## Written task 1:
Can you rewrite the records from the line containing "Note to the class: find each instance of the white sign" through the end of the records, swapping "handle" for "stand" and leaving everything else unchanged?

## Source:
:::
[
https://issues.apache.org/jira/browse/SOLR-11917?page=com.atlassian.jira.plugin.system.issuetabpanels:comment-tabpanel&focusedCommentId=16341693#comment-16341693
]
Hoss Man commented on SOLR-11917:
---------------------------------
h2. *S2.2*: Support configuring fieldTypes with many arbitrarily named analyzers
h3. *S2.2G*: Goal
The initial goal i considered was based solely on SOLR-5053:
* Advanced users may want to use arbitrary analyzers at query time – either by
"name" when parsing a query, or based on special logic in custom plugins.
But when considered in conjunction with some of the other Usecases discussed
here, I realized there was a lot of potenial for general purpose improvements
to the "plumbing" of IndexSchema to supporting multiple analyzers...
* Multilingual "fields" _might_ benefit from having "analyzer per lang"
configurable on a field type (see *S2.1.STRAW1* above)
* It would allow us to define arbitrary "docValues" analyzer for TextFields
(see *S1.3* below)
h3. *S2.2BAD*: Bad Ideas – aka: NOT-Suggested Approach(es)
For the sake of completeness, let's set aside for a moment the broader benefit
of a robust solution to supporting arbitrary analyzers for TextField, and
consider how we might tackle the "user wants to pick an analyzer by name at
query time" with the least amount of development work (ie: "rapid prototype")
...
*Bad Idea #1:*
* subclass of TextField
* at query time, getFieldQuery() looks for an "ftanalyzer" local param from
QParser,
** if exists: use that to find some other FieldType whose Analyzer we use in
place of our own
* NOTE: see *S2.1.HITCH* above about SolrQueryParserBase/QueryBuilder in
previous topic – also apply here except in simple cases
** Although in a super special case situation like this, maybe a limitation of
"only works with 'field' QParser" would be fine? ... but in that case, see Bad
Idea #2...
:::
## Given data:
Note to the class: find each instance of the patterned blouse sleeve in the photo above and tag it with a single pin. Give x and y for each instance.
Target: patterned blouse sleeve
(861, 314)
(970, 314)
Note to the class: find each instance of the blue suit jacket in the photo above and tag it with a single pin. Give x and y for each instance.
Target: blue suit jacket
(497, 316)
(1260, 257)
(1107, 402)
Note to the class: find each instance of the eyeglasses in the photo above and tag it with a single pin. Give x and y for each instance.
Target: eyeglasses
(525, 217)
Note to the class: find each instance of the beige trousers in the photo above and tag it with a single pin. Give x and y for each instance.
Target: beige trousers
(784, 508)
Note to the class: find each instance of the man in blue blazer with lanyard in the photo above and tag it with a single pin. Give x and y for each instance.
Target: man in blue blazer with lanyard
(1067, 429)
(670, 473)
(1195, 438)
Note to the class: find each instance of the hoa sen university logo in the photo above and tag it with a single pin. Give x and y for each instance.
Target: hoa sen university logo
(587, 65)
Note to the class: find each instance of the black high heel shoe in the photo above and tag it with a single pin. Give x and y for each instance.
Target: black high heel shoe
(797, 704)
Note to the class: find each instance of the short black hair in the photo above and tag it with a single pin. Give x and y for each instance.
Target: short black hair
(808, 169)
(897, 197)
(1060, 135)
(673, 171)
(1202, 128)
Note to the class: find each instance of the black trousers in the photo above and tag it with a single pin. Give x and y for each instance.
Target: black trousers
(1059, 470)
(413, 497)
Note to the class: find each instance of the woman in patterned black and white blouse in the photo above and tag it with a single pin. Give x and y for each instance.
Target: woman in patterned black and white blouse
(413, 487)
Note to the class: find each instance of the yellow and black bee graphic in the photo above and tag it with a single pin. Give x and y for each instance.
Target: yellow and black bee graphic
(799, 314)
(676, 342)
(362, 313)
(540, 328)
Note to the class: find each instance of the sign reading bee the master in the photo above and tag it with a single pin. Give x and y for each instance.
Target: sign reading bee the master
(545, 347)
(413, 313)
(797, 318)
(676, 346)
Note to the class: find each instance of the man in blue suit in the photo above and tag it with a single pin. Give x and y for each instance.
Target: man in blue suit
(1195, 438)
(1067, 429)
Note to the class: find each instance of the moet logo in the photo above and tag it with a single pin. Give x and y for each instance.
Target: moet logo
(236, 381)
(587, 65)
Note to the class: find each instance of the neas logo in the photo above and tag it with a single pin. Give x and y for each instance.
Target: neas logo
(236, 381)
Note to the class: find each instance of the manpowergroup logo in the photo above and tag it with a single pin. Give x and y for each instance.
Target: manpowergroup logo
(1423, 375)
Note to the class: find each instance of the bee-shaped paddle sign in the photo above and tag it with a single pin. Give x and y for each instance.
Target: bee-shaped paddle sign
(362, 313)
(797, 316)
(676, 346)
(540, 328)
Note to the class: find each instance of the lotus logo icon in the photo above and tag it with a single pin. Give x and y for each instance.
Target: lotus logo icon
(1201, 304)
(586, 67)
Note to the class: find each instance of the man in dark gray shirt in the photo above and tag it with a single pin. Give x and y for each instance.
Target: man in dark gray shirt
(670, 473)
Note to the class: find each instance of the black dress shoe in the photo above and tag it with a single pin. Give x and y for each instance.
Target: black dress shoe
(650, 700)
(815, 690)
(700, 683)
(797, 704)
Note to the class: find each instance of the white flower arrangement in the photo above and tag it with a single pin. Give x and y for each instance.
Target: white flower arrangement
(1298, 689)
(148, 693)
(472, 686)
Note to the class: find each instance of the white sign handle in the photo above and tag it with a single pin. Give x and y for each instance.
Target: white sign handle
:::
## Written task 2:
Could you reproduce, word for word, the stretch of the Solr analyzer comment from "But when considered" through "(see *S1.3* below)"?

## Solution 1:
Note to the class: find each instance of the white sign stand in the photo above and tag it with a single pin. Give x and y for each instance.
Target: white sign stand

## Solution 2:
But when considered in conjunction with some of the other Usecases discussed
here, I realized there was a lot of potenial for general purpose improvements
to the "plumbing" of IndexSchema to supporting multiple analyzers...
* Multilingual "fields" _might_ benefit from having "analyzer per lang"
configurable on a field type (see *S2.1.STRAW1* above)
* It would allow us to define arbitrary "docValues" analyzer for TextFields
(see *S1.3* below)